Job:
Extract each line of the records below that contains the string "blue". Case matters, so skip lines where the string appears only with different capitalization.

Excerpted records:
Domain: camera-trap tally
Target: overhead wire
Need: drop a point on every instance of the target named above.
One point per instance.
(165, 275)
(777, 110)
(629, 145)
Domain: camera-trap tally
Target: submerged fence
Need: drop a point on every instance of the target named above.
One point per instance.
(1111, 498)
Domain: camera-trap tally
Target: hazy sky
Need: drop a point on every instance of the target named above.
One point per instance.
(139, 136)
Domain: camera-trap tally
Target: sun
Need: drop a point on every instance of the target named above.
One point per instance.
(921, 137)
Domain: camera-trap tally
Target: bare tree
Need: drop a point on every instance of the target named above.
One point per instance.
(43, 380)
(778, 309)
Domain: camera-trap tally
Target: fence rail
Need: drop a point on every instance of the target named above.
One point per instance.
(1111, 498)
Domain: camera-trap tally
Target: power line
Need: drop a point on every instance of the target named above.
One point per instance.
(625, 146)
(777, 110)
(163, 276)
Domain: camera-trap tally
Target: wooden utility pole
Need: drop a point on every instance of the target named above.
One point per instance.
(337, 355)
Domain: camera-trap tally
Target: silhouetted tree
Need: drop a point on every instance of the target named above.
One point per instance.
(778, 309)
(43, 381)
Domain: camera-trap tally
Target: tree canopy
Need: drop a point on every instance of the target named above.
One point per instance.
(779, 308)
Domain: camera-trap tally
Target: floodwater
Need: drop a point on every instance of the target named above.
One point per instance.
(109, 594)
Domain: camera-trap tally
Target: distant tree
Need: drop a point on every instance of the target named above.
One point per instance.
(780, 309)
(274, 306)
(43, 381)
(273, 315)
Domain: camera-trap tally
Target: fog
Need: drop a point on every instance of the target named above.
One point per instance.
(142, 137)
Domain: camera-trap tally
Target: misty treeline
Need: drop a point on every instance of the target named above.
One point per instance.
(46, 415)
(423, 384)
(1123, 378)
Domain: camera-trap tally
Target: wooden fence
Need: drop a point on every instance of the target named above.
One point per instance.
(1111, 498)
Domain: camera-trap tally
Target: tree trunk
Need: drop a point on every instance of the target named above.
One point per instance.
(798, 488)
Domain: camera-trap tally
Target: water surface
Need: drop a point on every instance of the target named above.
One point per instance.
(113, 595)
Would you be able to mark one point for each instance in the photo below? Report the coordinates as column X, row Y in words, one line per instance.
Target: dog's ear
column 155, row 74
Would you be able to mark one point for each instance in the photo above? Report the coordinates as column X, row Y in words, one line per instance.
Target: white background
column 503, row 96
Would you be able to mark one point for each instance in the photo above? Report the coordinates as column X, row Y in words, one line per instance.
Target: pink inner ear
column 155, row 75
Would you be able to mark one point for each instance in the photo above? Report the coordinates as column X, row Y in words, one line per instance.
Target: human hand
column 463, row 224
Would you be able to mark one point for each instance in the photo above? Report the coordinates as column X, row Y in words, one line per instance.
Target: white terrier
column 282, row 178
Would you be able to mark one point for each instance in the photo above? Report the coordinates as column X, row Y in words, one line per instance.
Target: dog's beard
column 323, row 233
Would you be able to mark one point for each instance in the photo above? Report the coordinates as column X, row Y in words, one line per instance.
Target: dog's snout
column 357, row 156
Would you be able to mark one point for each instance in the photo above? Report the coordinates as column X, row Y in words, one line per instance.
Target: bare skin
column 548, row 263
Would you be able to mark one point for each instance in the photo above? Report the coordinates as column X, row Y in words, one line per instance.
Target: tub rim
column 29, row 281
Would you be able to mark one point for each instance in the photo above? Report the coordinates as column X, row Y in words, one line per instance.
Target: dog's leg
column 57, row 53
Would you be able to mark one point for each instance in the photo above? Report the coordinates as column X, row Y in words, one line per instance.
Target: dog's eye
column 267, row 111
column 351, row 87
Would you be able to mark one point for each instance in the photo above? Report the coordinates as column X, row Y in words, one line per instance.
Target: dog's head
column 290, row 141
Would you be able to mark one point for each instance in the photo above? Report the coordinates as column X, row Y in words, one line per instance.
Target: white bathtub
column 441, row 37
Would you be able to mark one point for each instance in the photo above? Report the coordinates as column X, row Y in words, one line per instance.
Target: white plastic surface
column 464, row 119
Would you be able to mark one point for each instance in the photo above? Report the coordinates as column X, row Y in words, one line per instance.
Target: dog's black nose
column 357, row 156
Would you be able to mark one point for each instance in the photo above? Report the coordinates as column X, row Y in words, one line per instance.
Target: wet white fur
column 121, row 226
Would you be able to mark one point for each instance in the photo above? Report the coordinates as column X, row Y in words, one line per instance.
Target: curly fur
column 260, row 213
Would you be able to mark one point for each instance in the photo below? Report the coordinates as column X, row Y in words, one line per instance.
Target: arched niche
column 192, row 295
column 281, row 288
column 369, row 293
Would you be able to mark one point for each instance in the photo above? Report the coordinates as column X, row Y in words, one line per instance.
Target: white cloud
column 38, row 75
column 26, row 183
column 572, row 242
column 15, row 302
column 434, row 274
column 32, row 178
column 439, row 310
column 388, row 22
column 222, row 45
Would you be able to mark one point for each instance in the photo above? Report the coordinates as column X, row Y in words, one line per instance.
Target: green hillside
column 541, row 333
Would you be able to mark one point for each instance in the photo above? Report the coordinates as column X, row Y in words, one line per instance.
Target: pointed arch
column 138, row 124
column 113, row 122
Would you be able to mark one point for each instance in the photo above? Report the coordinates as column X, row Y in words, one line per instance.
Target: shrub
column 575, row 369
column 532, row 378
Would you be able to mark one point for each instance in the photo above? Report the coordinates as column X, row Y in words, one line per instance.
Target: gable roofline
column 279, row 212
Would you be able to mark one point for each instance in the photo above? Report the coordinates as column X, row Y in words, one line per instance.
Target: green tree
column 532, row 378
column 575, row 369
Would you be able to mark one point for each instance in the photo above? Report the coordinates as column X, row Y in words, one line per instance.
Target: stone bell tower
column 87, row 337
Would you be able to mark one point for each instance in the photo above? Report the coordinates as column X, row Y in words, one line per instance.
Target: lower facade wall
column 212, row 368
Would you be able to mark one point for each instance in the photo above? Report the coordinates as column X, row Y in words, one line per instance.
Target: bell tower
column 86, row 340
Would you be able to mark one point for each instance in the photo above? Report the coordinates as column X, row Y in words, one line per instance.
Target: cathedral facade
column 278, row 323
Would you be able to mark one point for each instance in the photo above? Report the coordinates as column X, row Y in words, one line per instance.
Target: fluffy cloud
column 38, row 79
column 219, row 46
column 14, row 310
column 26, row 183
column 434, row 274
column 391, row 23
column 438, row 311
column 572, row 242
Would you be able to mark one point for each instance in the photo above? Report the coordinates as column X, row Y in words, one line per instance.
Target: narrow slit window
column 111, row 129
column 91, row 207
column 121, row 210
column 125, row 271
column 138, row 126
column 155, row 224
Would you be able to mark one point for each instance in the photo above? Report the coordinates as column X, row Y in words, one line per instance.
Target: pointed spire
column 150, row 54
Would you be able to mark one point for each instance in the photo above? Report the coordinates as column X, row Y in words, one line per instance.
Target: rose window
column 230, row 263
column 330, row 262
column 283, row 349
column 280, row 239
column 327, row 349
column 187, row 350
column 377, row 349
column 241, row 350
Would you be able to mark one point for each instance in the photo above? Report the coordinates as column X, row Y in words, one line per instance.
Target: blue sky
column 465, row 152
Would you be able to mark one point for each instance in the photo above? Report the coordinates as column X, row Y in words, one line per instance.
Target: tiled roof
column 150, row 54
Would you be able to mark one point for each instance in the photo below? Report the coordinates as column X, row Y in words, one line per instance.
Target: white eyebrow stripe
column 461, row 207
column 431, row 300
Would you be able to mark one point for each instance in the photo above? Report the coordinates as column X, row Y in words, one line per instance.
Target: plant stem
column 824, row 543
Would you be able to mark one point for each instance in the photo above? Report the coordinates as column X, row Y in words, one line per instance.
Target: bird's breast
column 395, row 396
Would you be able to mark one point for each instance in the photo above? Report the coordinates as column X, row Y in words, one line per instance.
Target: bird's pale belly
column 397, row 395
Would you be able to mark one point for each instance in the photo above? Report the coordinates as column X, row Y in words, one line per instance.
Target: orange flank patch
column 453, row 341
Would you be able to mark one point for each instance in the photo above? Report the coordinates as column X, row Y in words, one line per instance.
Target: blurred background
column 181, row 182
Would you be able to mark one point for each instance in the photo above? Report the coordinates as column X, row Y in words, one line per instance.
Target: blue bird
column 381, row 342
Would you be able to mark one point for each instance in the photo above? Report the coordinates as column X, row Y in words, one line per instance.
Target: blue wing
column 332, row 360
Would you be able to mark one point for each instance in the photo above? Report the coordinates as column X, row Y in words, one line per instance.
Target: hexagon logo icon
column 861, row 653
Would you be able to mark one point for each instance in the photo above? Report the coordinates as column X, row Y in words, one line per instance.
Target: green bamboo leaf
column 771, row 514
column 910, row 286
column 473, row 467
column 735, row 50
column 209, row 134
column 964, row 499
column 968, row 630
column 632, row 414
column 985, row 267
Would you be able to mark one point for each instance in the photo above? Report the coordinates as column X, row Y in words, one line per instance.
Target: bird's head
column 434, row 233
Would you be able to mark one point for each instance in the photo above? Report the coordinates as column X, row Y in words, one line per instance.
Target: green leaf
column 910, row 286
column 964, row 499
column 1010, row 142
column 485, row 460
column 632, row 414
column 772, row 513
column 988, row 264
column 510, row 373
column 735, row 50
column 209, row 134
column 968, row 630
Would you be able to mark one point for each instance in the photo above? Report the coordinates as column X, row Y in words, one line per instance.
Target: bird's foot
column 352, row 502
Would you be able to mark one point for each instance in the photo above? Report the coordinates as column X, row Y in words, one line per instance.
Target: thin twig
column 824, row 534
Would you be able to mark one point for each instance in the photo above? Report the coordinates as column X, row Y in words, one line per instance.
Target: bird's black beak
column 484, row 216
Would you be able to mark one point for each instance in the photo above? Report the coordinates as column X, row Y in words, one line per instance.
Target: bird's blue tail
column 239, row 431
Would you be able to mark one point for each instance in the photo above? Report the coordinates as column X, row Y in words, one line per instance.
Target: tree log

Exercise result:
Target: blue sky
Target: blue bird
Target: blue wing
Target: bird's blue tail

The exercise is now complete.